Your goal: Repeat exactly, and only, the lines from the one holding "[trace] white jersey" through the last line of the records below.

(Stored entries)
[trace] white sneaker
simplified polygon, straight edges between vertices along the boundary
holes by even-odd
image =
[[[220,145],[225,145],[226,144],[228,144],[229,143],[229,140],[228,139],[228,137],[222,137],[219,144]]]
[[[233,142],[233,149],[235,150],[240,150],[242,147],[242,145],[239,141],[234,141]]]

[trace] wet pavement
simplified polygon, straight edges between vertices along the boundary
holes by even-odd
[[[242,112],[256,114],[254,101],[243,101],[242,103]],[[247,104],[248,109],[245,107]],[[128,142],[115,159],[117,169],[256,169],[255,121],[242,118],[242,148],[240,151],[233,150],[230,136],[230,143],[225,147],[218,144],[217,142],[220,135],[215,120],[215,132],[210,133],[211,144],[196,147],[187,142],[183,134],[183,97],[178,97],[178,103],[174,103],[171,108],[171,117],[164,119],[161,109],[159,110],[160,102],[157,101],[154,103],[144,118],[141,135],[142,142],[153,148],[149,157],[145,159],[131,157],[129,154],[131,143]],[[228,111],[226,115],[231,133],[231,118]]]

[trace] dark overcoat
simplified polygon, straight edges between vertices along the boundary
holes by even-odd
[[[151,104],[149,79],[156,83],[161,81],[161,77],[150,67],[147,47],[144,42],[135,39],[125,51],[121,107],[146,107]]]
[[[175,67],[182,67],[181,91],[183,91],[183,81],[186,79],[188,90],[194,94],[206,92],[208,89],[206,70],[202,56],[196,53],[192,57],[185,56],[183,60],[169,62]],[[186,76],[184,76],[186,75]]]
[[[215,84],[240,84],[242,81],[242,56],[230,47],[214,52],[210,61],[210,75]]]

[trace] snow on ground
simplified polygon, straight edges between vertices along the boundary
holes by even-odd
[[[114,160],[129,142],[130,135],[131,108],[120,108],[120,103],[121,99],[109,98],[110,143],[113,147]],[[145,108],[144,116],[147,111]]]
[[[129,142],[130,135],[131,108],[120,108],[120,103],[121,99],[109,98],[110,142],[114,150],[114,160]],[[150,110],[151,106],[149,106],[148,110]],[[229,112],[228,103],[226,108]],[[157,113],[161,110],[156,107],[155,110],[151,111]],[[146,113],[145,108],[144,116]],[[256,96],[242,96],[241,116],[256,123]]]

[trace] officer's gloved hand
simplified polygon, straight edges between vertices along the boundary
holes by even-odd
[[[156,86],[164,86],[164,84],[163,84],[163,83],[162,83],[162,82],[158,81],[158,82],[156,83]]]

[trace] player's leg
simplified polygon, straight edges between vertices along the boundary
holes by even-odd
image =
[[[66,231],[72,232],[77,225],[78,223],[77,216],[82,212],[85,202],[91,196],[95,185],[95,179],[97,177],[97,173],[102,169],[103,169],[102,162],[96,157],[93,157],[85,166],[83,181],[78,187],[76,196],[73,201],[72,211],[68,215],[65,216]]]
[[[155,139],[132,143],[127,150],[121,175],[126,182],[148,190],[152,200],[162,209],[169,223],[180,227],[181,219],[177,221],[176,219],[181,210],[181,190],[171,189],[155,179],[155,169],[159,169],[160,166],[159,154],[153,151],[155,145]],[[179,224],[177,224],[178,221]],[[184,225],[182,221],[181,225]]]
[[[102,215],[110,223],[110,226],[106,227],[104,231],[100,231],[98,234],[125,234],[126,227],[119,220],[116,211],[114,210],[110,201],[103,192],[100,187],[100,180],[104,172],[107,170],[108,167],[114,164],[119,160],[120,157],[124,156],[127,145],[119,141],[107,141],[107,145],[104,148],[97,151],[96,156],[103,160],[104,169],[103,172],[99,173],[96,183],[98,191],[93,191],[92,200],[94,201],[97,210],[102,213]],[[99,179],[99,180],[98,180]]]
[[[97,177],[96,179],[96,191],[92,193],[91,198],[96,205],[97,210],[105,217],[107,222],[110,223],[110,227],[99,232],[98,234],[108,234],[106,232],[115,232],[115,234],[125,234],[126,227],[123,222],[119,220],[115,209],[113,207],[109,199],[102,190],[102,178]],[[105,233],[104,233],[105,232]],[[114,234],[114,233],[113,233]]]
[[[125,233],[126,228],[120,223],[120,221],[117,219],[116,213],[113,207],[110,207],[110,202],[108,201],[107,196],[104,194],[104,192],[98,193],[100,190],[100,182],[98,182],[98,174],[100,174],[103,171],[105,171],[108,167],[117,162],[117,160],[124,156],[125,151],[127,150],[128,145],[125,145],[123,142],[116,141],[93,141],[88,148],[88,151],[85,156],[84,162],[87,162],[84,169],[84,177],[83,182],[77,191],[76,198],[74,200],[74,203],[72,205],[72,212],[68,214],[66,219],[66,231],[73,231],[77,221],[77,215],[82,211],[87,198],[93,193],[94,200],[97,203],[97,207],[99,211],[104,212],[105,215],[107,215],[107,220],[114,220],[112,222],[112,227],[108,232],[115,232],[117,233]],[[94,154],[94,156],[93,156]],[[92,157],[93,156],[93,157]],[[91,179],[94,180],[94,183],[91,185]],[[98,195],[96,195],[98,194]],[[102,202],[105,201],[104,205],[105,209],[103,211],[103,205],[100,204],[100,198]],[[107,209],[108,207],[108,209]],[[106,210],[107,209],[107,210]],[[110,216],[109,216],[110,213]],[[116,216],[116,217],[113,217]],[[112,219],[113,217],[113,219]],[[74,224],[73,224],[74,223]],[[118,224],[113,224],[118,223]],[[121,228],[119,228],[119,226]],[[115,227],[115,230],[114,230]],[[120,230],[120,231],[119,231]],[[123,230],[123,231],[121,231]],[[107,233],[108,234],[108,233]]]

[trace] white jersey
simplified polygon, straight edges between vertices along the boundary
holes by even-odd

Full response:
[trace] white jersey
simplified polygon, straight edges between vertices along the boundary
holes by even-odd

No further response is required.